Copy everything from the line containing "Expected: one marker per instance of the blurred" down to the end of the records below, request line included, and offset each x and y coordinate in the answers by adding 75.

Dataset entries
○ ○ ○

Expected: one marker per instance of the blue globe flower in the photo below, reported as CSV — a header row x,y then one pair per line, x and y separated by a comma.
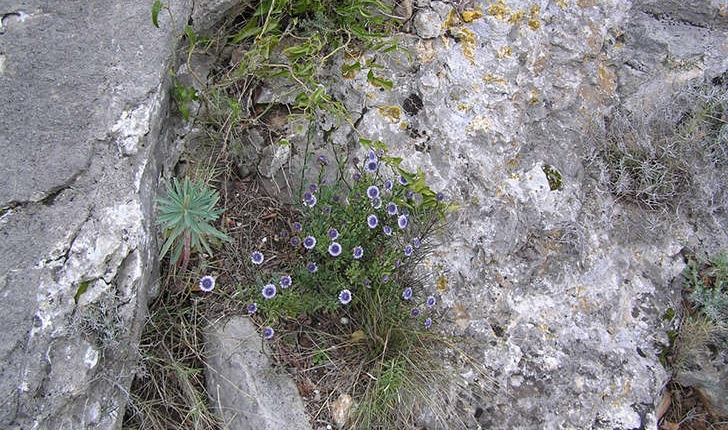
x,y
269,291
252,308
309,242
257,257
402,221
372,221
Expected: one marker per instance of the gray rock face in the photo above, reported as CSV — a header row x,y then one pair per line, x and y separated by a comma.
x,y
248,392
557,282
85,94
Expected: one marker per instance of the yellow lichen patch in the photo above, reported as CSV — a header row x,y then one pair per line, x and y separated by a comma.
x,y
517,18
441,284
453,19
504,52
472,15
500,11
467,38
391,112
493,79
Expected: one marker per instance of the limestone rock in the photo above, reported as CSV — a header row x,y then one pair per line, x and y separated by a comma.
x,y
560,288
84,144
247,390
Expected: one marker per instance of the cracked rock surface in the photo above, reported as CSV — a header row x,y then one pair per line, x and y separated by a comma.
x,y
83,134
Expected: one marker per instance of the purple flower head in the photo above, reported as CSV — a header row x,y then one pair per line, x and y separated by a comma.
x,y
269,291
257,257
402,221
345,297
207,283
334,249
309,242
372,221
373,192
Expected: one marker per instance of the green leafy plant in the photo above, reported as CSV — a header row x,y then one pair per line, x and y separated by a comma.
x,y
352,253
185,216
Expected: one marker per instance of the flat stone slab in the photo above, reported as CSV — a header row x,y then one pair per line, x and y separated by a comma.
x,y
248,392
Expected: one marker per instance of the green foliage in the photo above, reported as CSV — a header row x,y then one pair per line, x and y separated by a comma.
x,y
704,327
341,215
184,96
185,216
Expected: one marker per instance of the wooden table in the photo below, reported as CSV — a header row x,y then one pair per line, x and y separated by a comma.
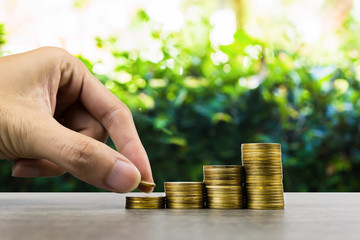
x,y
321,216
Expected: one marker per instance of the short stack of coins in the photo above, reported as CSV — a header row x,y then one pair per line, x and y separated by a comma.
x,y
263,175
184,195
145,202
223,186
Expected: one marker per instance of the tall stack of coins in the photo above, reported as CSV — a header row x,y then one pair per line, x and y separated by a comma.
x,y
184,194
145,202
263,175
223,186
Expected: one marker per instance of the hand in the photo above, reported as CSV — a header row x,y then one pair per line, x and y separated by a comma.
x,y
55,117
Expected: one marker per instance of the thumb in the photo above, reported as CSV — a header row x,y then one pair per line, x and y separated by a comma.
x,y
86,158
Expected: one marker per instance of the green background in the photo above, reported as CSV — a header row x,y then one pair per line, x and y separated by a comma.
x,y
191,109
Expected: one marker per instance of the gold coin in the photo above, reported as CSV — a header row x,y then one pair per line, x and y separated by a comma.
x,y
146,198
184,206
223,176
206,167
225,206
265,197
261,145
224,187
261,159
252,205
183,184
184,194
146,184
262,167
223,201
255,152
264,191
143,207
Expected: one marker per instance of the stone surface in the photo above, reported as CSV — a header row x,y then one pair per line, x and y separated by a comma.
x,y
102,216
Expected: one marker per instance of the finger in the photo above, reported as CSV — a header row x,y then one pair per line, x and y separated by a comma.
x,y
77,119
86,158
36,168
80,120
111,112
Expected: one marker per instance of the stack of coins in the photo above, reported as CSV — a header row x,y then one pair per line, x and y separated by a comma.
x,y
263,175
184,194
223,186
145,202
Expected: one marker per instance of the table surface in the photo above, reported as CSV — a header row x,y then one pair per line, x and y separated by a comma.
x,y
103,216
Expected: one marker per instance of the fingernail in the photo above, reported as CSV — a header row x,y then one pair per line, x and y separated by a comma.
x,y
146,187
26,171
124,178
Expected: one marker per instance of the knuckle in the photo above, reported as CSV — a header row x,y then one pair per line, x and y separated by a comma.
x,y
114,113
80,155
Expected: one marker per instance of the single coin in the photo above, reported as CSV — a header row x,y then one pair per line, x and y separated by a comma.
x,y
184,206
225,206
205,167
146,184
260,145
223,176
188,184
148,202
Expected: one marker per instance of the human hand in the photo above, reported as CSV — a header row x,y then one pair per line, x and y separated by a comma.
x,y
55,117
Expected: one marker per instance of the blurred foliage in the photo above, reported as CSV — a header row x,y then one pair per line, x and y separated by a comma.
x,y
2,37
195,103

○ ○ ○

EXERCISE RESULT:
Expected: one marker per instance of the blurred foliage in the photo above, reported as CSV — a header row x,y then one pair per line, x and y separated by a comma.
x,y
77,112
270,178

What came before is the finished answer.